PROVIDED PASSAGE START

Transition Farmer update: Fergal Watson faces staff changes
A combination of retiring staff and soaring input costs has seen beef and arable producer Fergal Watson take steps towards his key transition goals.
The Watson family – Fergal, his wife, Lucy, and daughter Eabha-Marie – farm 285ha across three farms near Cloughey, on the Ards peninsula in Northern Ireland.
Mr Watson’s main goals for restructuring the beef herd, improving business resilience and recruiting staff.
See also: Staffing and soil health key transition aims for suckler farm
These have come into sharp focus as a pending retirement of a long-standing staff member and increased input costs have added pressure for change.
The staff member will leave in October after 44 years on the farm. Although the remaining employee has even longer service at 48 years, he is also planning to retire in the next year. Mr Watson is concerned about the immediate and longer-term loss of manpower, which will add pressure to workloads.
“There will just be two of us in the short term, so we have begun restructuring the beef cattle to make work more manageable,” he says.
Change in genetics
The cattle are split into a suckler herd and bought-in dairy-bred finishers. In the suckler herd, a switch from continental types to Stabiliser and Hereford genetics has already begun with the aim of using more docile, earlier-finishing animals.
This should make management easier, because the outgoing Limousin animals can be flightier, Mr Watson explains.
More generally, a policy has been introduced to take out any underperforming animals in a bid to upgrade the herd.
A higher number of carefully selected home-bred replacements will be drawn into the herd as part of that process.
For the dairy-bred finishers, the approach has been to cut back on numbers for the foreseeable future. Normally, the farm buys in about 50-70 dairy-bred calves through the summer, but none has been bought in this year.

PROVIDED PASSAGE END

**EXERCISES:**
#1 Answer these from the Fergal Watson farm update:
(a) How many years will the staff member leaving in October have worked on the farm?
(b) Which genetics is the suckler herd switching to?
(c) About how many dairy-bred calves does the farm normally buy in through the summer?
#2 Carry on writing the Fergal Watson farm update from the point where it stops.

EXTRACTED RECORDS START

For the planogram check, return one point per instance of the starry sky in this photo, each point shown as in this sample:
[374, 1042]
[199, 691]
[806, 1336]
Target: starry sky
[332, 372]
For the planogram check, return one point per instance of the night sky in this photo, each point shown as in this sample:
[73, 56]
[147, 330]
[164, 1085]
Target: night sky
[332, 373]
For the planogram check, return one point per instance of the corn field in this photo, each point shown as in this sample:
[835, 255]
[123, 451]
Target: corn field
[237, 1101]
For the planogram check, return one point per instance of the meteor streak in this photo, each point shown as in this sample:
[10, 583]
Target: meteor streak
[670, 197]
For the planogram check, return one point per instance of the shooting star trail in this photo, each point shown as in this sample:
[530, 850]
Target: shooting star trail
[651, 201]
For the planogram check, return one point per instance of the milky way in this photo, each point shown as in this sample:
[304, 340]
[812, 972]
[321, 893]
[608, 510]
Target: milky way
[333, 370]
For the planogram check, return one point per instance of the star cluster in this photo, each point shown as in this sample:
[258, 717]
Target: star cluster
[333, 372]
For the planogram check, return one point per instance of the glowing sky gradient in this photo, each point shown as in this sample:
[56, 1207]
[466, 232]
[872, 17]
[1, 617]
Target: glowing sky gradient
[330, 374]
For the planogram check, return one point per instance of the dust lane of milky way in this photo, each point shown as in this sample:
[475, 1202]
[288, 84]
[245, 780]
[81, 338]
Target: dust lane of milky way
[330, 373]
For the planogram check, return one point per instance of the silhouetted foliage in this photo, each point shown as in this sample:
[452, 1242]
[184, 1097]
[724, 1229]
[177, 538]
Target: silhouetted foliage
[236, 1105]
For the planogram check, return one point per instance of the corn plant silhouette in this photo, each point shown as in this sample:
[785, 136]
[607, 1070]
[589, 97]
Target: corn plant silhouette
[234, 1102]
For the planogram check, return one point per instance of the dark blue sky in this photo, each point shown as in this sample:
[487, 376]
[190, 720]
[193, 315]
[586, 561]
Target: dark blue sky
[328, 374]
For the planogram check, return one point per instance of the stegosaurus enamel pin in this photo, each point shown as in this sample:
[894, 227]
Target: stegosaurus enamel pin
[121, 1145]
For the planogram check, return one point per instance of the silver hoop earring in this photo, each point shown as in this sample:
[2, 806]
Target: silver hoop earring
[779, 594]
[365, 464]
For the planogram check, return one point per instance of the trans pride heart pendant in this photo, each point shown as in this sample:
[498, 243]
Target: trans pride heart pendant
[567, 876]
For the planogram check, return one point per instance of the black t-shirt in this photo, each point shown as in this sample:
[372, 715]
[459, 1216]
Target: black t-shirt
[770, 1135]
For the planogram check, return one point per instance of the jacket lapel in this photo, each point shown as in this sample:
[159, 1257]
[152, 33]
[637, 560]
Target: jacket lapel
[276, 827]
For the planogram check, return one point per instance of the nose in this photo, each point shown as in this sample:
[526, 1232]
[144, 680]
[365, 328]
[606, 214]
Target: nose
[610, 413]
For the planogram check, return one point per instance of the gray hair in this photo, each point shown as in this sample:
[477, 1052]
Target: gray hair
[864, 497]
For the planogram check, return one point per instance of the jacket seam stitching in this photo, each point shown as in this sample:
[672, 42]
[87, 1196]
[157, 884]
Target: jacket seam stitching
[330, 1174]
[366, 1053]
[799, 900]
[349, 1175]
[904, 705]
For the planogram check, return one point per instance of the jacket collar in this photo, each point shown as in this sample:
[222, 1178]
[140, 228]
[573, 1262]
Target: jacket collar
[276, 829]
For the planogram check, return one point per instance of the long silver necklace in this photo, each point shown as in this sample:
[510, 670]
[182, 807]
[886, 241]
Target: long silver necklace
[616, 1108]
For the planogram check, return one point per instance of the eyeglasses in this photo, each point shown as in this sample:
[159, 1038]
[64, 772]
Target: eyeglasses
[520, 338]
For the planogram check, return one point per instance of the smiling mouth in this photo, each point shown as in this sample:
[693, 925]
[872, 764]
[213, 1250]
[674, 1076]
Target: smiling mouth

EXTRACTED RECORDS END

**ANSWERS PER TASK:**
#1
(a) 44 years
(b) Stabiliser and Hereford
(c) About 50-70

#2
The decision was taken in part because calf prices and input costs were high, putting a squeeze on any potential margins. But the reduced labour capacity was also a key factor, with the labour pinchpoint during the autumn and winter housing period.
Cover crops
Along with management aims for the cattle, the arable enterprise has seen changes this summer. For the first time, cover crops have been planted across all the arable fields.
Although there is, as yet, no funding under environmental schemes, the benefits of cover crops have already been seen after some were planted last year.
The additional nutrients supplied by the overwintering crops allowed a reduction in fertiliser of about 30-35 units/acre, says Mr Watson.
Despite the reduction in fertiliser, the farm produced its best spring barley crop on the land following the cover crop.
Cover crops also benefit the soil structure and reduce the amount of moisture. This will make it easier to get on to the land earlier next spring right across the arable area, he says.
Beans benefits
A further success this year has been the introduction of beans into the rotation. The crop grew well and the nitrogen requirement for the following crop has been halved.
All of the protein for the beef herd is now home-grown, protecting the farm from soaring input costs.
However, plans to grow multispecies swards were thwarted by the summer drought. There was no point in drilling seed into soil with no moisture, so the multispecies swards will remain on hold.